# Correction to: Global Attractors of Sixth Order PDEs Describing the Faceting of Growing Surfaces

• M. D. Korzec
• P. Nayar
• P. Rybka
Correction

## 1 Correction to: J Dyn Diff Equat (2016) 28:49–67  https://doi.org/10.1007/s10884-015-9510-6

In [1], we studied
\begin{aligned} \begin{array}{ll} h_t = \frac{\delta }{2}| \nabla h|^2 + \Delta (\Delta ^2 h - \Delta \mathrm{div}\,D_F W(\nabla h))&{} \hbox {in }\Omega \times \mathbb {R}_+,\\ h(x, 0) = h_0(x)&{} \hbox {for } x \in \Omega , \end{array} \end{aligned}
(1)
for $$\Omega = (0,L)^d$$, $$d=1$$ or $$d=2$$ with periodic boundary conditions. The nonlinearity had the following form,
\begin{aligned} \begin{array}{ll} W(F) = \frac{1}{4}(F^2-1)^2, &{} d=1,\\ W(F_1,F_2)= \frac{\alpha }{12}(F_1^4 + F_2^4) + \frac{\beta }{2} F_1^2 F_2^2 - \frac{1}{2}(F_1^2 + F_2^2) + A, &{} d=2, \end{array} \end{aligned}
where $$\alpha , \beta >0$$ are anisotropy coefficients.
The way to obtain long-time results was through the study of the differentiated system (1), $$u=\nabla h$$, i.e. we differentiated (1) with respect to x. Here is the resulting problem,
\begin{aligned} \begin{array}{ll} u_t = \frac{\delta }{2} \nabla |u|^2 + \Delta ^3 u - \nabla \Delta \mathrm{div}\,D_u W(u) &{} \hbox {in } \Omega \times \mathbb {R}_+,\\ u(x,0) = u_0(x)&{} \hbox {for }x\in \Omega , \end{array} \end{aligned}
(2)
where $$u = (u_1, u_2) =(h_x, h_y)$$ (resp. $$u= h_x$$), if $$d=2$$, (resp. $$d=1$$).

We proved in [1] the following result about (2).

___

Please list every author named at the top of the correction notice above.

DATA SECTION:
___

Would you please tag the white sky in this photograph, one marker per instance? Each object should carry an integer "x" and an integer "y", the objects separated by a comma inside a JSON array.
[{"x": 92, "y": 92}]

___

TASK RESPONSE:
M. D. Korzec
P. Nayar
P. Rybka